[start of PAGE TEXT]

# is there something as ''too much light''?



## juanitawolf (May 12, 2014)

talking about intensity....i have 2 lamps iluminating the aquarium, could this cause trouble to my plants or fish? (one of the lamps is stronger than the other)


----------



## hellobird (Nov 11, 2015)

Too much light will generally lead to algae problems, which is when people start injecting CO2 into their tanks. Some "low-light" plants also won't grow as well.
How big is your tank and what lights are you using?


----------



## Aqua Aurora (Oct 4, 2013)

Yes. Algae crops up from imbalances in planted tanks. You need to keep a balance of: light, co2, nutrients, and nitrogen. Some plants need less of some then others (many plants don't need co2 injections but some must have that + high light). Too much/strong/long a lighting period tends to lead too hair algae which is a real pain. Knowing more on your lights may help determine if they are too much
photo period (lights on duration)?
What type of light (bulb is it cfl or fl, is it a led? etc)?
If bulb how is it oriented in fixture (horizontally or vertically)?
If bulb what is the inside of the fixture like (does it have a metal/shiny or white reflector inside?)?

[end of PAGE TEXT]
[start of SUPPLIED MATERIAL]

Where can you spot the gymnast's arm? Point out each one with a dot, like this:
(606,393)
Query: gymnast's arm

[end of SUPPLIED MATERIAL]

▶ [EXERCISE] List every factor that Aqua Aurora's reply in the aquarium lighting thread says must be kept in balance.

▶ [ANSWER TO THE TASK] light, CO2, nutrients, nitrogen